> Task requirements
Copy each line of the items below that contains the word "provide". Case counts.

> Recorded data
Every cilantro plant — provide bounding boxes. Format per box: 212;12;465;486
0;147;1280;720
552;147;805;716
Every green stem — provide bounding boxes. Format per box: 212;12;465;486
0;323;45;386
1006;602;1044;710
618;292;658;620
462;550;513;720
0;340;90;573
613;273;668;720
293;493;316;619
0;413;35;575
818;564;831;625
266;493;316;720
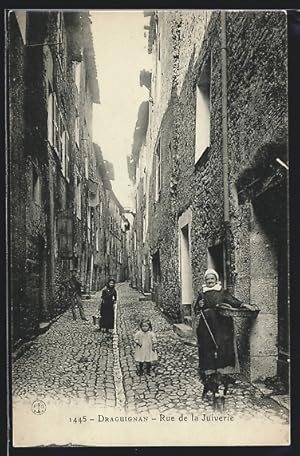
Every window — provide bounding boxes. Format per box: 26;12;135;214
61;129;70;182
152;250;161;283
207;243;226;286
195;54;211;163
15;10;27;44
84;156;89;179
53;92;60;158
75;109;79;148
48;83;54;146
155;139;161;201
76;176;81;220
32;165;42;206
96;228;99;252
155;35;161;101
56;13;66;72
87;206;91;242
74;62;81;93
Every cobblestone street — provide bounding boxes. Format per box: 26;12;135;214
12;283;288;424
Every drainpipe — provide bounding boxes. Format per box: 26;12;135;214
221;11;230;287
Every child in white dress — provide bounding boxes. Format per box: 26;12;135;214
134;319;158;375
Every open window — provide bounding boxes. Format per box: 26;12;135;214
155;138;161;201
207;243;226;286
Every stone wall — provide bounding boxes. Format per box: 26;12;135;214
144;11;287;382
--
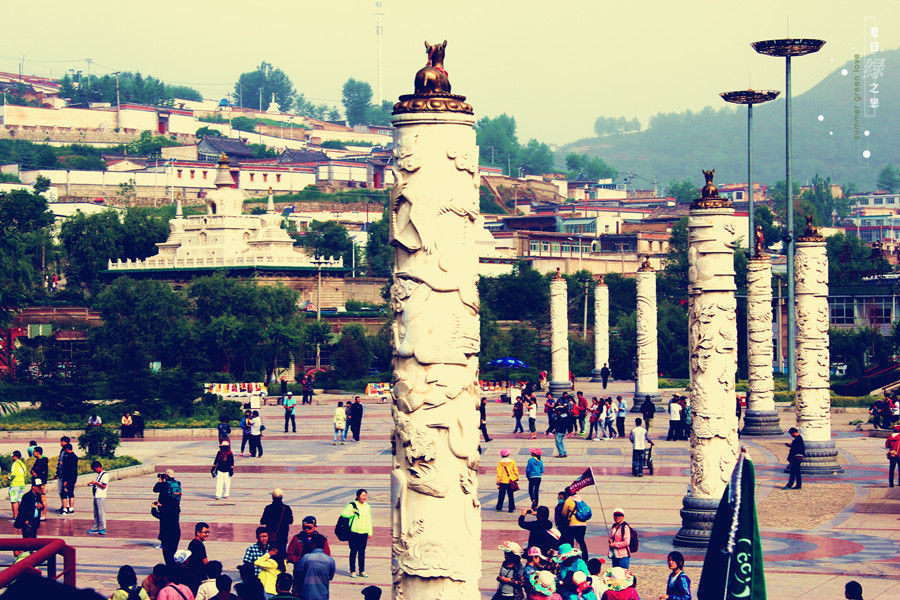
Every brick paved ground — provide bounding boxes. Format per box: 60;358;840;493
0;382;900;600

> Result of this exercise
Every cilantro plant — provide bounding boxes. Format per box: 212;12;465;486
Every green stem — provide bounding boxes. Format per box: 212;12;465;486
Every window — provide bounding boxes. Format per box: 26;12;135;214
Every cobblestone street — provide bounding boxes. Format per box: 26;12;135;214
Every drainpipe — provide bounding boxes. Format per box: 26;12;135;214
Every child in white dress — provide bounding boxes. Format per box: 26;12;135;214
Every open window — provide bounding boxes. Format per box: 26;12;135;214
Every stone wall — provide bounding boxes. Format per box: 26;12;135;214
Every brick paved ground — provide bounding boxes. Format per box: 60;358;840;493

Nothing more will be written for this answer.